Input data:

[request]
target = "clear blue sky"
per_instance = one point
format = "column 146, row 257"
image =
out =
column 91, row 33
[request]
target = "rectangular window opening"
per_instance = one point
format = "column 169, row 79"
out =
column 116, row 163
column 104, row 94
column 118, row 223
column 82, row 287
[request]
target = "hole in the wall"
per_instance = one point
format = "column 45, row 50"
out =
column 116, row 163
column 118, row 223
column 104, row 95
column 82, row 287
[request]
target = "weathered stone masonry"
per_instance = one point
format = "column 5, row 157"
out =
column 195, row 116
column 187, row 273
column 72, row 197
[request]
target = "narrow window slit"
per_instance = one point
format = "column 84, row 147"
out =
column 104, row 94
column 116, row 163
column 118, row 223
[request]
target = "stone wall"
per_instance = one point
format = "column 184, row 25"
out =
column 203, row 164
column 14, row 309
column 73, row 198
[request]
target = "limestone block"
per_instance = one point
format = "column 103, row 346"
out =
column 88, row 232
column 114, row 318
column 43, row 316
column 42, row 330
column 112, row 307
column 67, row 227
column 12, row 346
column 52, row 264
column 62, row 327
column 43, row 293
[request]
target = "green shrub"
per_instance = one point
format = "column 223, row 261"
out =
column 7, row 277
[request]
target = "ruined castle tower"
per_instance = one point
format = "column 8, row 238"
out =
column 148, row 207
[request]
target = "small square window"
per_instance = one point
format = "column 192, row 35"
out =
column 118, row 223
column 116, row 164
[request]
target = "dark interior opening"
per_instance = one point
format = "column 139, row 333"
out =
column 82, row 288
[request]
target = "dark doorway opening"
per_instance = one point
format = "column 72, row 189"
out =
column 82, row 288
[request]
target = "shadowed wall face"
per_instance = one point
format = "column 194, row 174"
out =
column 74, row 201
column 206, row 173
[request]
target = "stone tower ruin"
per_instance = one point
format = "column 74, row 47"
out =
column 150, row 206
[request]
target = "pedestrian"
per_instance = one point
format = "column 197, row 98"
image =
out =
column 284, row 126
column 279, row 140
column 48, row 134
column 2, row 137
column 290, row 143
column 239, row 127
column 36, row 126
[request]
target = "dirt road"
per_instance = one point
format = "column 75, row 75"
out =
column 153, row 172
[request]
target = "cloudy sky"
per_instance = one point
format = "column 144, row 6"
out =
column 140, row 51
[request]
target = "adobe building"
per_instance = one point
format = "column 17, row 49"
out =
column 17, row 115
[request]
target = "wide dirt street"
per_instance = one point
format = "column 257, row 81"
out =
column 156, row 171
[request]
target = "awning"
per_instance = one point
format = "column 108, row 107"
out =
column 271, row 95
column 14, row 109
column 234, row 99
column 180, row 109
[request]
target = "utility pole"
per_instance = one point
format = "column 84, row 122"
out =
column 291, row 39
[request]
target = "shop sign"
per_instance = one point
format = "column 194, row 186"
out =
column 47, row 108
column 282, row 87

Exercise task: Could you reproduce all of the records above line for line, with no changes?

Answer to this task:
[request]
target = "clear blue sky"
per_instance = one point
format = "column 146, row 257"
image =
out =
column 91, row 33
[request]
target = "rectangular window opening"
per_instance = one point
format = "column 169, row 79"
out =
column 116, row 163
column 104, row 94
column 118, row 223
column 82, row 287
[request]
target = "hole in the wall"
per_instance = one point
format = "column 45, row 50"
out =
column 116, row 163
column 118, row 223
column 104, row 95
column 82, row 287
[request]
target = "weathered stone masonry"
per_instance = one point
format = "column 5, row 157"
out =
column 195, row 116
column 187, row 273
column 72, row 197
[request]
target = "narrow window slit"
per_instance = one point
format = "column 84, row 147"
out =
column 104, row 94
column 116, row 163
column 118, row 223
[request]
target = "stone wall"
per_instance = one point
format = "column 184, row 25"
out =
column 203, row 164
column 14, row 309
column 73, row 198
[request]
target = "limestone block"
per_instance = one point
format = "column 103, row 346"
out =
column 88, row 232
column 114, row 318
column 43, row 316
column 42, row 330
column 112, row 307
column 67, row 227
column 12, row 346
column 52, row 264
column 62, row 327
column 43, row 293
[request]
target = "green shrub"
per_instance = one point
format = "column 223, row 261"
out =
column 7, row 277
[request]
target = "ruined castle tower"
per_instance = one point
format = "column 8, row 238"
out =
column 148, row 207
[request]
target = "small square window"
per_instance = one point
format = "column 192, row 35"
out =
column 118, row 223
column 116, row 164
[request]
target = "dark interior opening"
per_instance = one point
format = "column 139, row 333"
out =
column 82, row 288
[request]
target = "dark doorway opening"
per_instance = one point
format = "column 72, row 189"
out =
column 82, row 288
[request]
target = "shadowed wall face"
per_instance = one point
format = "column 194, row 174"
out =
column 74, row 201
column 206, row 173
[request]
target = "stone tower ruin"
per_instance = one point
format = "column 74, row 47"
out =
column 150, row 206
[request]
target = "pedestrian"
per_instance = one point
format = "column 197, row 98"
image =
out =
column 284, row 126
column 279, row 140
column 48, row 134
column 2, row 137
column 290, row 143
column 239, row 127
column 36, row 126
[request]
target = "dirt road"
per_instance = one point
format = "column 75, row 75"
out =
column 153, row 172
[request]
target = "cloudy sky"
per_instance = one point
format = "column 144, row 6"
out =
column 140, row 51
[request]
target = "adobe building"
per_instance = one point
format = "column 17, row 49"
out =
column 17, row 115
[request]
target = "wide dirt street"
per_instance = one point
format = "column 257, row 81"
out =
column 156, row 171
[request]
target = "awning"
per_instance = one point
format = "column 108, row 107"
out =
column 271, row 95
column 14, row 109
column 234, row 99
column 180, row 109
[request]
target = "utility pole"
per_instance = one point
format = "column 84, row 122"
out =
column 291, row 39
[request]
target = "shop sign"
per_instance = one point
format = "column 194, row 186"
out =
column 47, row 108
column 282, row 87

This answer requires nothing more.